### Texto del ejercicio
•••••

Pero los tiempos y los gustos cambiaron y la calle de los teatros se convirtió en la calle de los cines. El Serrano, el año de la gran riada abrió como cine y en 1964 después de su derribo y nueva construcción inició la temporada con la espectacular «West Side Story». En sus bajos abrió una nueva sala, «la bombonera», la sala Artis, con «La Escapada», con Vittorio Gassman de protagonista. También el Teatro Eslava se derribó y volvió a abrir como cine en enero de 1962 con el estreno de «El Cid» interpretada por Charlton Heston y Sofía Loren. Hoy por motivos obvios a esta calle ya no se le puede llamar así.

•••••

### Información presentada
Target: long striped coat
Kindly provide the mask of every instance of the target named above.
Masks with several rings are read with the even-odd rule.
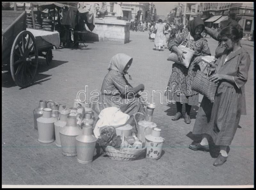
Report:
[[[244,85],[247,81],[251,59],[243,48],[231,53],[227,51],[216,61],[216,73],[233,76],[233,82],[220,82],[214,102],[204,97],[196,115],[193,133],[210,135],[217,145],[231,144],[241,114],[246,114]]]

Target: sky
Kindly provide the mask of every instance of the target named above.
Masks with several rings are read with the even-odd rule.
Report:
[[[167,16],[168,13],[170,12],[172,9],[174,9],[178,5],[178,3],[158,2],[153,3],[156,5],[157,15],[165,16]]]

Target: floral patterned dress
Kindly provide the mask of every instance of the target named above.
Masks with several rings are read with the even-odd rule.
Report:
[[[171,50],[173,45],[186,45],[188,40],[189,47],[188,47],[195,51],[196,53],[188,68],[176,63],[172,65],[172,74],[168,85],[169,90],[171,92],[165,93],[165,95],[168,95],[169,101],[174,100],[191,105],[197,105],[198,93],[191,89],[191,85],[197,71],[200,70],[200,68],[198,64],[192,63],[196,57],[211,55],[211,52],[206,39],[202,37],[195,40],[193,38],[189,38],[189,33],[184,31],[181,33],[178,37],[172,40],[168,44],[169,49]]]

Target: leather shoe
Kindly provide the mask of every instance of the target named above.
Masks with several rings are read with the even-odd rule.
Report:
[[[184,120],[186,123],[189,124],[191,123],[190,117],[189,117],[189,116],[187,115],[187,114],[185,114],[184,116]]]
[[[209,145],[203,146],[201,145],[200,142],[196,144],[190,144],[188,148],[194,150],[203,150],[207,152],[210,149]]]
[[[220,153],[218,157],[215,160],[213,163],[213,165],[215,166],[219,166],[223,164],[225,162],[227,161],[228,156],[223,156]]]
[[[180,112],[177,112],[173,118],[172,118],[172,120],[173,121],[177,121],[182,116],[182,114]]]

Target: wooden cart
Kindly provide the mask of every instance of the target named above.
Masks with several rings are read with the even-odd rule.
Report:
[[[13,80],[22,88],[33,82],[38,56],[48,65],[53,58],[53,44],[27,31],[26,19],[24,11],[2,11],[2,64],[10,63]]]

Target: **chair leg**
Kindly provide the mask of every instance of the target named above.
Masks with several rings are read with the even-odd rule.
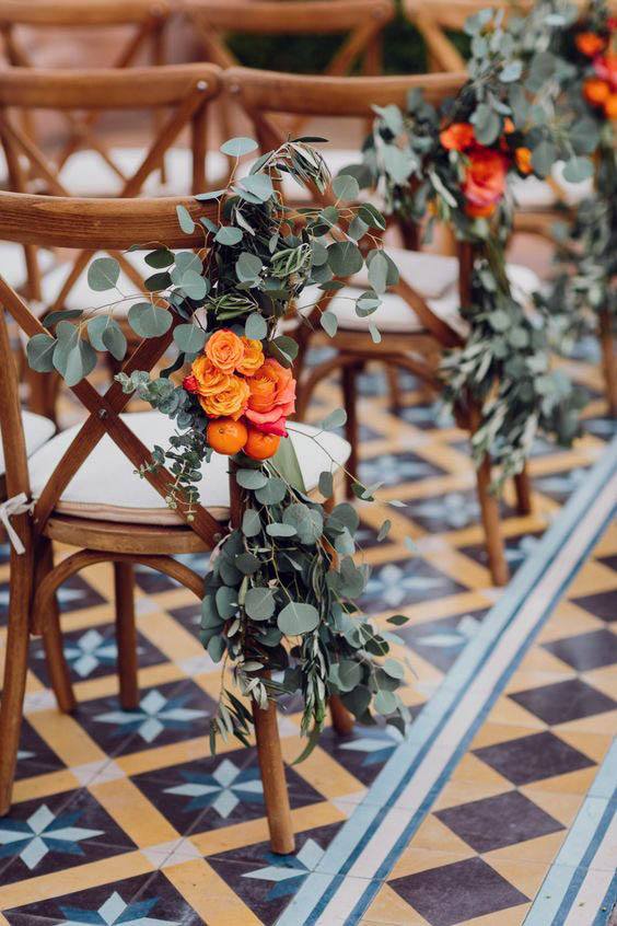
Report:
[[[346,363],[341,369],[342,404],[347,413],[345,425],[345,437],[351,444],[351,453],[347,461],[347,473],[345,474],[346,497],[352,498],[351,486],[358,478],[358,444],[360,442],[360,429],[358,426],[358,394],[356,390],[356,377],[361,364]]]
[[[21,559],[21,562],[20,562]],[[32,559],[13,556],[4,685],[0,703],[0,817],[11,809],[11,796],[22,729],[30,643]]]
[[[617,418],[617,357],[615,356],[613,320],[608,312],[599,313],[599,346],[608,412],[613,418]]]
[[[516,489],[516,511],[519,514],[531,514],[532,484],[529,482],[529,472],[526,465],[514,476],[514,488]]]
[[[135,570],[132,563],[114,563],[116,643],[120,705],[132,710],[139,703],[137,682],[137,627],[135,623]]]
[[[254,702],[253,720],[255,722],[257,756],[270,831],[270,848],[277,855],[289,855],[294,850],[295,841],[275,702],[268,702],[266,709]]]
[[[43,578],[54,568],[54,552],[51,542],[46,537],[42,537],[37,551],[38,568],[37,568],[37,584]],[[62,632],[60,629],[60,609],[58,607],[58,599],[54,595],[51,607],[48,614],[38,615],[39,620],[35,623],[43,624],[43,647],[45,649],[45,657],[47,659],[47,670],[51,681],[51,687],[58,702],[58,707],[65,714],[70,714],[77,707],[75,696],[71,685],[69,667],[65,658],[65,650],[62,647]]]
[[[499,501],[490,490],[491,465],[488,455],[485,456],[478,467],[477,483],[490,574],[496,586],[505,586],[510,579],[510,570],[505,562],[503,537],[499,523]]]
[[[333,727],[339,737],[348,737],[353,730],[353,715],[349,713],[338,695],[331,695],[329,699],[330,717]]]

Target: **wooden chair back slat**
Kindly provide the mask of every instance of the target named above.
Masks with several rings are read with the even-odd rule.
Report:
[[[68,246],[85,247],[89,251],[101,250],[103,245],[114,251],[130,246],[131,243],[147,245],[151,241],[155,241],[159,246],[201,248],[201,234],[182,235],[177,228],[176,207],[181,204],[189,209],[196,219],[216,218],[216,206],[202,207],[194,201],[178,199],[80,200],[0,193],[0,240],[38,246],[57,245],[59,241],[65,241]],[[131,212],[133,219],[130,225],[127,225],[126,220]],[[37,216],[39,221],[36,221]],[[73,229],[70,236],[68,223]],[[150,236],[152,225],[156,229],[154,238]],[[60,232],[58,236],[57,230],[62,228],[65,232]],[[127,233],[132,239],[130,243],[126,238]],[[0,304],[28,337],[45,331],[26,303],[1,277]],[[2,338],[2,332],[5,333],[3,319],[0,325],[0,348],[9,350],[8,339]],[[130,374],[138,369],[151,370],[170,346],[172,336],[173,332],[170,331],[161,338],[142,340],[125,362],[125,372]],[[12,363],[10,352],[2,356],[2,363],[5,368]],[[123,392],[119,383],[114,382],[103,395],[98,394],[88,379],[71,389],[90,414],[42,493],[34,517],[37,532],[43,530],[62,491],[105,435],[114,440],[136,468],[151,461],[151,451],[119,418],[120,412],[130,400],[130,395]],[[13,389],[7,390],[5,395],[10,396],[10,401],[7,398],[0,402],[0,427],[7,450],[7,484],[14,486],[19,485],[19,471],[20,466],[23,468],[25,459],[21,416],[18,418],[20,405],[16,381]],[[173,477],[164,467],[147,473],[145,477],[162,497],[168,495]],[[182,506],[177,511],[205,543],[209,546],[216,544],[220,524],[206,509],[198,506],[191,518],[187,517]]]

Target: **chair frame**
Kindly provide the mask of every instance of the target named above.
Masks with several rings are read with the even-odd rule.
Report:
[[[179,134],[190,129],[193,154],[191,192],[207,187],[206,153],[208,107],[220,91],[220,70],[212,65],[164,65],[156,68],[93,69],[81,71],[47,70],[37,68],[10,68],[0,71],[0,141],[4,148],[9,167],[9,182],[13,192],[27,193],[32,178],[38,178],[45,192],[55,196],[70,196],[62,184],[59,172],[62,155],[57,162],[40,149],[20,125],[20,116],[37,111],[70,113],[80,111],[86,116],[100,115],[106,111],[144,109],[156,117],[153,138],[144,149],[144,157],[136,173],[124,176],[117,169],[105,144],[95,143],[95,149],[107,163],[114,166],[121,182],[119,197],[135,197],[141,193],[144,182],[164,164],[165,153]],[[163,116],[163,118],[159,118]],[[83,138],[85,144],[93,139],[91,130]],[[77,149],[75,149],[77,150]],[[27,161],[24,170],[23,161]],[[36,248],[25,245],[28,271],[28,296],[40,301],[42,281]],[[81,251],[72,258],[70,273],[60,288],[49,311],[65,308],[67,297],[83,273],[91,253]],[[140,274],[119,252],[113,256],[124,273],[143,289]],[[126,331],[129,340],[135,335]],[[57,378],[32,378],[31,406],[33,410],[54,418]]]
[[[338,117],[369,118],[372,105],[395,103],[404,107],[410,90],[421,88],[428,101],[439,103],[455,93],[466,80],[466,74],[428,74],[393,78],[327,78],[280,74],[271,71],[255,71],[248,68],[234,68],[224,72],[223,80],[229,92],[242,104],[253,120],[256,137],[264,150],[272,147],[280,139],[280,130],[270,114],[293,113],[302,116],[327,115]],[[325,102],[324,102],[325,101]],[[313,190],[316,201],[331,205],[328,194]],[[412,230],[414,231],[414,230]],[[411,235],[414,238],[415,235]],[[474,252],[472,245],[458,243],[459,262],[458,291],[461,304],[466,304],[470,297]],[[356,377],[369,360],[380,360],[393,368],[403,368],[420,377],[432,390],[439,391],[441,382],[436,362],[443,351],[463,344],[462,337],[442,319],[438,317],[426,300],[403,278],[392,287],[400,296],[424,326],[421,333],[384,333],[381,343],[375,345],[368,333],[345,329],[337,332],[334,338],[317,334],[321,312],[327,306],[334,293],[326,293],[319,304],[300,326],[296,338],[300,355],[296,361],[298,380],[301,385],[298,414],[303,416],[315,386],[335,370],[341,370],[342,393],[347,412],[347,440],[351,443],[349,470],[357,472],[359,423],[356,410]],[[337,356],[318,364],[301,383],[306,350],[311,343],[326,343],[337,349]],[[474,432],[480,425],[480,409],[467,402],[467,414],[461,415],[461,423]],[[487,455],[477,470],[478,500],[485,530],[489,569],[496,584],[505,584],[509,568],[505,560],[503,540],[500,531],[499,501],[491,493],[491,461]],[[521,514],[531,511],[531,490],[526,471],[515,477],[517,508]]]
[[[74,199],[0,193],[0,240],[22,244],[50,245],[93,250],[123,250],[141,242],[148,247],[155,241],[171,248],[203,248],[203,235],[182,233],[176,207],[185,206],[198,220],[216,219],[217,205],[199,205],[190,199]],[[28,336],[44,327],[22,298],[0,277],[0,304]],[[174,317],[174,323],[177,320]],[[125,361],[124,370],[151,370],[168,347],[170,332],[159,338],[142,340]],[[0,430],[5,458],[5,491],[9,498],[25,493],[31,498],[27,458],[20,410],[16,370],[11,362],[11,348],[4,312],[0,312],[0,356],[7,374],[0,390]],[[49,674],[61,710],[75,706],[61,644],[59,611],[55,593],[69,577],[94,563],[113,562],[116,590],[116,629],[120,703],[125,708],[137,704],[136,623],[133,607],[133,566],[142,564],[172,576],[199,598],[203,594],[203,577],[173,557],[178,553],[212,549],[224,534],[224,526],[202,506],[188,516],[178,508],[185,523],[178,526],[114,524],[108,521],[59,514],[55,511],[62,491],[107,435],[130,460],[135,468],[149,464],[151,451],[119,417],[130,401],[118,382],[100,395],[82,380],[71,387],[85,407],[88,417],[78,435],[50,474],[32,517],[16,514],[13,526],[25,546],[20,555],[11,548],[10,613],[7,639],[7,664],[0,705],[0,814],[10,809],[12,780],[19,744],[23,698],[27,672],[30,635],[42,635]],[[145,470],[145,478],[164,498],[171,475],[164,467]],[[242,518],[244,496],[230,472],[231,521]],[[54,566],[54,541],[77,547],[59,565]],[[293,831],[284,783],[277,708],[254,705],[257,750],[264,776],[266,812],[273,852],[293,850]],[[349,730],[349,715],[336,704],[333,722],[342,732]]]
[[[584,14],[589,7],[586,0],[574,0],[574,3],[581,14]],[[484,0],[403,0],[405,15],[418,28],[427,44],[431,71],[456,72],[465,69],[465,61],[446,36],[445,30],[462,30],[467,16],[484,10],[486,5]],[[504,14],[509,15],[532,9],[533,0],[520,0],[517,5],[512,5],[507,0],[494,0],[490,5],[503,10]],[[608,0],[608,8],[617,14],[617,0]],[[561,208],[571,213],[572,208],[564,202],[559,183],[550,176],[546,178],[546,183],[551,187]],[[563,212],[555,208],[520,209],[514,217],[514,231],[538,235],[555,243],[551,228],[562,218]],[[613,417],[617,417],[617,357],[608,312],[599,313],[598,340],[608,409]]]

•••••

### Tareas a realizar
#1 Transcribe el fragmento del texto del ejercicio comprendido entre "Pero los tiempos" y "puede llamar así.", ambos incluidos.
#2 Enumera todas las películas que se nombran por su título en el texto del ejercicio.
#3 Según el texto del ejercicio, ¿en qué mes y año volvió a abrir como cine el Teatro Eslava?

### Lista de respuestas
#1
Pero los tiempos y los gustos cambiaron y la calle de los teatros se convirtió en la calle de los cines. El Serrano, el año de la gran riada abrió como cine y en 1964 después de su derribo y nueva construcción inició la temporada con la espectacular «West Side Story». En sus bajos abrió una nueva sala, «la bombonera», la sala Artis, con «La Escapada», con Vittorio Gassman de protagonista. También el Teatro Eslava se derribó y volvió a abrir como cine en enero de 1962 con el estreno de «El Cid» interpretada por Charlton Heston y Sofía Loren. Hoy por motivos obvios a esta calle ya no se le puede llamar así.

#2 «West Side Story», «La Escapada», «El Cid»

#3 En enero de 1962.